== Material for the task

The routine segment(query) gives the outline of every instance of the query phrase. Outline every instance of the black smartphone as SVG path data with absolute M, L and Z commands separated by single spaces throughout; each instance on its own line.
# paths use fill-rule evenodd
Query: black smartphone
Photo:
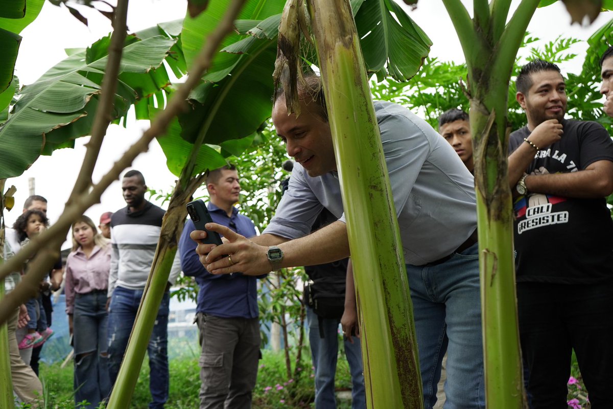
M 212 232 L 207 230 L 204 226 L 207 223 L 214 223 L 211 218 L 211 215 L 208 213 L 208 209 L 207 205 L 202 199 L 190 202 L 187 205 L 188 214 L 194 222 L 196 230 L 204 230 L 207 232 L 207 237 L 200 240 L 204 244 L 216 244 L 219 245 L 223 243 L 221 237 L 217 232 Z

====
== Material for the task

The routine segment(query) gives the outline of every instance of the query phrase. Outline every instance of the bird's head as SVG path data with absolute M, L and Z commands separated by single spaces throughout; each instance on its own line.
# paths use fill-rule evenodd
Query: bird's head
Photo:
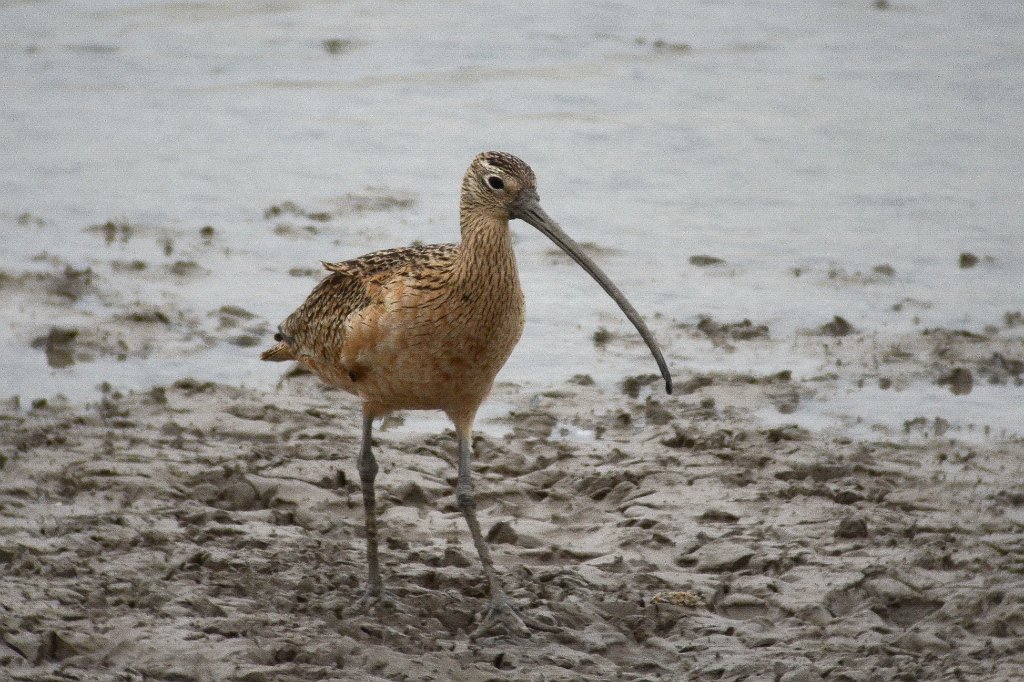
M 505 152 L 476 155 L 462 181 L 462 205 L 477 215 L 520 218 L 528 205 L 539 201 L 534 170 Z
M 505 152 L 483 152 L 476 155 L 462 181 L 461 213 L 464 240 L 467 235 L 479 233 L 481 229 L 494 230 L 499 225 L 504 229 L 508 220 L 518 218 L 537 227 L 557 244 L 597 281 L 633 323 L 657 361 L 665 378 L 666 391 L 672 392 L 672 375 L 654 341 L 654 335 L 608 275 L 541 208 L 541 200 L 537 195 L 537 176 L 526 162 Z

====

» **Prompt**:
Show each line of the records above that contains the word "with", copied in full.

» **Result of this task**:
The routine segment(query) gives the outline of every instance of the query phrase. Outline every instance of the black smartphone as SVG path data with absolute M, L and Z commands separated by single spaces throughout; each instance on its own line.
The routine segment(query) gives the outline of every instance of the query phrase. Outline every instance of the bird's head as SVG path data with absolute M, L and Z commands separated by single spaces throughout; each instance on its own line.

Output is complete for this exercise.